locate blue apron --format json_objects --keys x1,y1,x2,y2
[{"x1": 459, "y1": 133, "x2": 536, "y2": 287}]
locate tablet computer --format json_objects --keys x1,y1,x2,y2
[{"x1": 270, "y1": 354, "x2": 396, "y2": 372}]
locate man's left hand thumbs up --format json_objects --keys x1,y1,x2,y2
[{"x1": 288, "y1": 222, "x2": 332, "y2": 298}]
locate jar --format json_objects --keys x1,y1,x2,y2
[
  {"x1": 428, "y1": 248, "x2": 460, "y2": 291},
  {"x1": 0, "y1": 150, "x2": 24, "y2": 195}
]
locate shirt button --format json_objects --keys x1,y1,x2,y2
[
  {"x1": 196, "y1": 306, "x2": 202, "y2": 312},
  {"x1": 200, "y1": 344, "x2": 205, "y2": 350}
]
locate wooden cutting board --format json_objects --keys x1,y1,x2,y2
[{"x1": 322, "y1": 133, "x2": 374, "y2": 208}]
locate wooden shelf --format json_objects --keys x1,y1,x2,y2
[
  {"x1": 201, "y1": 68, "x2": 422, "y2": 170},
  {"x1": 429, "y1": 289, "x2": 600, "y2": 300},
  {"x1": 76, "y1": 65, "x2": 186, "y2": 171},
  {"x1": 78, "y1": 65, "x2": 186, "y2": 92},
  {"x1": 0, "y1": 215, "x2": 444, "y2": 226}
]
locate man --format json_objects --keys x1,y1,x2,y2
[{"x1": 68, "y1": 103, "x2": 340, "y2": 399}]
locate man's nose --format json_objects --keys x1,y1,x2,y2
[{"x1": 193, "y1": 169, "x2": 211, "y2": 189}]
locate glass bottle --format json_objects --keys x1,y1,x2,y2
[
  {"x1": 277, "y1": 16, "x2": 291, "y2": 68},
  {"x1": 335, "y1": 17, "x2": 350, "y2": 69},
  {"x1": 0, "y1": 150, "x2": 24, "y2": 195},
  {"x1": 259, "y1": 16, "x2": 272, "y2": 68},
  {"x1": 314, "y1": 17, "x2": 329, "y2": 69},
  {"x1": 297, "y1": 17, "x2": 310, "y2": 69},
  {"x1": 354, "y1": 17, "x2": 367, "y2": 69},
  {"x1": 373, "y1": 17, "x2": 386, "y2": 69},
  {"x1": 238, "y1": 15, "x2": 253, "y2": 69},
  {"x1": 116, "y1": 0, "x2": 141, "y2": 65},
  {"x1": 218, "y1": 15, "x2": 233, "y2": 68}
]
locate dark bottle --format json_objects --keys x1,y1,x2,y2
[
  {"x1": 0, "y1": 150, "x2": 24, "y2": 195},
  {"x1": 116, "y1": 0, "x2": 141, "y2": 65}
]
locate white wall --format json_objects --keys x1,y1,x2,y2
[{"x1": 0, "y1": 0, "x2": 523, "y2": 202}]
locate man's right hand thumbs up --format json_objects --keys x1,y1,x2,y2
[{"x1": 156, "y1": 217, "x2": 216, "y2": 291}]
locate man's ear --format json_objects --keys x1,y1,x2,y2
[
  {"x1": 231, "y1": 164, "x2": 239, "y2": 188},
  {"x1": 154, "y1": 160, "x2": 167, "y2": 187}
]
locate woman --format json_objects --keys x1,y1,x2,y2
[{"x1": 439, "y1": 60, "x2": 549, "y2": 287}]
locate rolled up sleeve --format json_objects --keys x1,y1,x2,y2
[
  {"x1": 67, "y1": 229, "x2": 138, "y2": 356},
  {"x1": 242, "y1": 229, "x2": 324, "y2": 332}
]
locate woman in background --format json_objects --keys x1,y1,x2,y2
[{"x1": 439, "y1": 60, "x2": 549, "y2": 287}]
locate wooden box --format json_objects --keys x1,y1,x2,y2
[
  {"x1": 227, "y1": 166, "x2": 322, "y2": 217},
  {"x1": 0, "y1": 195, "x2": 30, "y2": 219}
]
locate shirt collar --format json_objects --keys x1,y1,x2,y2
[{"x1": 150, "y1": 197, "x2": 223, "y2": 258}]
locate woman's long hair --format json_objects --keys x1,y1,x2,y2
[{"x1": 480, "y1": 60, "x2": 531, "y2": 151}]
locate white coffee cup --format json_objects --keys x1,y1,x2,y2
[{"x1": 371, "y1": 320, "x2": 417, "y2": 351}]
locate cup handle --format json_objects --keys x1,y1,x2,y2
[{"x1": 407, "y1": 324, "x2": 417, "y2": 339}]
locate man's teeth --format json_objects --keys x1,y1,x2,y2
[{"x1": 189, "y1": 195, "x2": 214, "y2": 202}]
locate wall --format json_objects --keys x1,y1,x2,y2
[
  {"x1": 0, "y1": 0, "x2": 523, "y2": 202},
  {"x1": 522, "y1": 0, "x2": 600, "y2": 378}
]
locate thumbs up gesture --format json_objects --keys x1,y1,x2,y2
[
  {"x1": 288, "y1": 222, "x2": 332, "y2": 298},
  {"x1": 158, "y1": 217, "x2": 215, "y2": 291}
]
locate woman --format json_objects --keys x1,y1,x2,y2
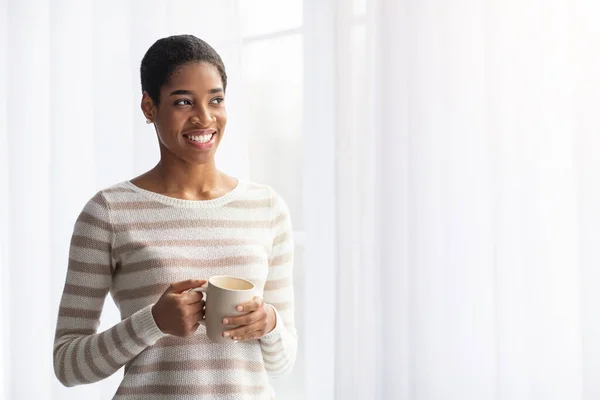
[{"x1": 53, "y1": 34, "x2": 297, "y2": 399}]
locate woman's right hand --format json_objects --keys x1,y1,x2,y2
[{"x1": 151, "y1": 279, "x2": 206, "y2": 337}]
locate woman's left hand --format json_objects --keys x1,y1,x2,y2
[{"x1": 222, "y1": 296, "x2": 276, "y2": 341}]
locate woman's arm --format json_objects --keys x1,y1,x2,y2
[
  {"x1": 53, "y1": 192, "x2": 166, "y2": 387},
  {"x1": 259, "y1": 190, "x2": 298, "y2": 376}
]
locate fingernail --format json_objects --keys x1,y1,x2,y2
[
  {"x1": 223, "y1": 319, "x2": 229, "y2": 325},
  {"x1": 233, "y1": 337, "x2": 239, "y2": 340},
  {"x1": 237, "y1": 306, "x2": 243, "y2": 312},
  {"x1": 223, "y1": 332, "x2": 230, "y2": 337}
]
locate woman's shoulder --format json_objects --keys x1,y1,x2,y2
[
  {"x1": 94, "y1": 180, "x2": 140, "y2": 202},
  {"x1": 99, "y1": 180, "x2": 138, "y2": 194},
  {"x1": 236, "y1": 181, "x2": 291, "y2": 229},
  {"x1": 78, "y1": 181, "x2": 140, "y2": 211},
  {"x1": 239, "y1": 179, "x2": 270, "y2": 195},
  {"x1": 237, "y1": 179, "x2": 287, "y2": 208}
]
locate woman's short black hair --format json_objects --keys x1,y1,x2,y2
[{"x1": 140, "y1": 34, "x2": 227, "y2": 105}]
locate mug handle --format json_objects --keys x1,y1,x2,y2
[{"x1": 189, "y1": 285, "x2": 207, "y2": 326}]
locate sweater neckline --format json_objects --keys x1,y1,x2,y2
[{"x1": 120, "y1": 179, "x2": 246, "y2": 209}]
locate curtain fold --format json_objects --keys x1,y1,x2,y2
[{"x1": 334, "y1": 0, "x2": 600, "y2": 399}]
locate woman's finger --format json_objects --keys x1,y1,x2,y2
[
  {"x1": 223, "y1": 320, "x2": 265, "y2": 340},
  {"x1": 185, "y1": 301, "x2": 204, "y2": 317},
  {"x1": 235, "y1": 296, "x2": 263, "y2": 313},
  {"x1": 192, "y1": 300, "x2": 206, "y2": 316},
  {"x1": 222, "y1": 308, "x2": 263, "y2": 326}
]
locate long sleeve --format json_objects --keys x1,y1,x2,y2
[
  {"x1": 259, "y1": 190, "x2": 298, "y2": 376},
  {"x1": 53, "y1": 192, "x2": 167, "y2": 387}
]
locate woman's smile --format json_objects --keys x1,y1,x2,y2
[{"x1": 182, "y1": 129, "x2": 217, "y2": 150}]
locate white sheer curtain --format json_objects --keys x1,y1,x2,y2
[
  {"x1": 0, "y1": 1, "x2": 248, "y2": 398},
  {"x1": 330, "y1": 0, "x2": 600, "y2": 399},
  {"x1": 4, "y1": 0, "x2": 600, "y2": 399}
]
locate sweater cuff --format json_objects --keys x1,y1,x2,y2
[
  {"x1": 131, "y1": 303, "x2": 168, "y2": 345},
  {"x1": 260, "y1": 304, "x2": 285, "y2": 344}
]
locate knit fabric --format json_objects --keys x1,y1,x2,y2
[{"x1": 53, "y1": 179, "x2": 297, "y2": 399}]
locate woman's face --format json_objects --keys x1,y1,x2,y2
[{"x1": 143, "y1": 62, "x2": 227, "y2": 165}]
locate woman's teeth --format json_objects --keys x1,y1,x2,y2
[{"x1": 186, "y1": 134, "x2": 212, "y2": 143}]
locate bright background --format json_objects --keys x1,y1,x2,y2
[{"x1": 2, "y1": 0, "x2": 600, "y2": 399}]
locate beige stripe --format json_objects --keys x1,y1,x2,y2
[
  {"x1": 127, "y1": 359, "x2": 265, "y2": 374},
  {"x1": 118, "y1": 255, "x2": 265, "y2": 276},
  {"x1": 264, "y1": 350, "x2": 286, "y2": 363},
  {"x1": 83, "y1": 337, "x2": 106, "y2": 380},
  {"x1": 71, "y1": 235, "x2": 111, "y2": 252},
  {"x1": 116, "y1": 384, "x2": 266, "y2": 396},
  {"x1": 270, "y1": 252, "x2": 293, "y2": 266},
  {"x1": 112, "y1": 327, "x2": 135, "y2": 359},
  {"x1": 264, "y1": 277, "x2": 292, "y2": 291},
  {"x1": 261, "y1": 345, "x2": 281, "y2": 356},
  {"x1": 125, "y1": 318, "x2": 147, "y2": 348},
  {"x1": 59, "y1": 307, "x2": 102, "y2": 320},
  {"x1": 117, "y1": 278, "x2": 267, "y2": 303},
  {"x1": 78, "y1": 212, "x2": 111, "y2": 232},
  {"x1": 63, "y1": 283, "x2": 107, "y2": 299},
  {"x1": 273, "y1": 213, "x2": 288, "y2": 226},
  {"x1": 273, "y1": 231, "x2": 290, "y2": 247},
  {"x1": 103, "y1": 187, "x2": 136, "y2": 194},
  {"x1": 55, "y1": 345, "x2": 69, "y2": 384},
  {"x1": 71, "y1": 337, "x2": 91, "y2": 384},
  {"x1": 114, "y1": 283, "x2": 167, "y2": 302},
  {"x1": 68, "y1": 259, "x2": 111, "y2": 275},
  {"x1": 113, "y1": 219, "x2": 271, "y2": 233},
  {"x1": 110, "y1": 201, "x2": 170, "y2": 210},
  {"x1": 153, "y1": 335, "x2": 206, "y2": 348},
  {"x1": 270, "y1": 302, "x2": 292, "y2": 312},
  {"x1": 114, "y1": 238, "x2": 266, "y2": 257},
  {"x1": 124, "y1": 360, "x2": 133, "y2": 375},
  {"x1": 264, "y1": 354, "x2": 287, "y2": 368},
  {"x1": 90, "y1": 192, "x2": 108, "y2": 207},
  {"x1": 56, "y1": 328, "x2": 95, "y2": 337},
  {"x1": 98, "y1": 332, "x2": 121, "y2": 371},
  {"x1": 151, "y1": 332, "x2": 276, "y2": 349},
  {"x1": 225, "y1": 199, "x2": 271, "y2": 208},
  {"x1": 261, "y1": 337, "x2": 283, "y2": 350},
  {"x1": 114, "y1": 280, "x2": 262, "y2": 300},
  {"x1": 53, "y1": 343, "x2": 60, "y2": 360}
]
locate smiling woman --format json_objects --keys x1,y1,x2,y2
[
  {"x1": 51, "y1": 34, "x2": 297, "y2": 400},
  {"x1": 136, "y1": 35, "x2": 232, "y2": 187}
]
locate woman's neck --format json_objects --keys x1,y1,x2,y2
[
  {"x1": 155, "y1": 159, "x2": 221, "y2": 191},
  {"x1": 132, "y1": 159, "x2": 237, "y2": 201}
]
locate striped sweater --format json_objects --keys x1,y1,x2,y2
[{"x1": 53, "y1": 179, "x2": 297, "y2": 399}]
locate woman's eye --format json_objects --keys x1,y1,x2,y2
[
  {"x1": 210, "y1": 97, "x2": 224, "y2": 105},
  {"x1": 174, "y1": 99, "x2": 192, "y2": 106}
]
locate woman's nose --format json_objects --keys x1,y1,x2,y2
[{"x1": 191, "y1": 106, "x2": 215, "y2": 127}]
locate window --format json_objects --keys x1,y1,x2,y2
[{"x1": 238, "y1": 1, "x2": 368, "y2": 397}]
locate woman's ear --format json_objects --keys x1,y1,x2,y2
[{"x1": 141, "y1": 92, "x2": 156, "y2": 123}]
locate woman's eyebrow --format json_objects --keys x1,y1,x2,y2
[
  {"x1": 169, "y1": 89, "x2": 194, "y2": 96},
  {"x1": 169, "y1": 88, "x2": 223, "y2": 96}
]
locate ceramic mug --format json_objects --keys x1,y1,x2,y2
[{"x1": 191, "y1": 276, "x2": 256, "y2": 343}]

§ Task details
Reproduce exactly every line between the line with "locate striped sweater" and the last line of the records above, both included.

§ Answer box
locate striped sweater --format json_objects --keys x1,y1,x2,y2
[{"x1": 53, "y1": 179, "x2": 297, "y2": 399}]
locate woman's eye --format json_objects --keys x1,y1,x2,y2
[
  {"x1": 210, "y1": 97, "x2": 224, "y2": 105},
  {"x1": 174, "y1": 99, "x2": 192, "y2": 106}
]
locate woman's nose --format json_objects --keys x1,y1,x2,y2
[{"x1": 191, "y1": 106, "x2": 215, "y2": 127}]
locate window --format json_objects --keys x1,y1,x2,y2
[{"x1": 238, "y1": 1, "x2": 368, "y2": 397}]
locate woman's ear --format json_objects --keys x1,y1,x2,y2
[{"x1": 141, "y1": 92, "x2": 156, "y2": 123}]
locate woman's eyebrow --format json_objects --keys x1,y1,x2,y2
[
  {"x1": 169, "y1": 89, "x2": 194, "y2": 96},
  {"x1": 169, "y1": 88, "x2": 223, "y2": 96}
]
locate ceramic mug --format json_objects --keys x1,y1,x2,y2
[{"x1": 191, "y1": 276, "x2": 256, "y2": 343}]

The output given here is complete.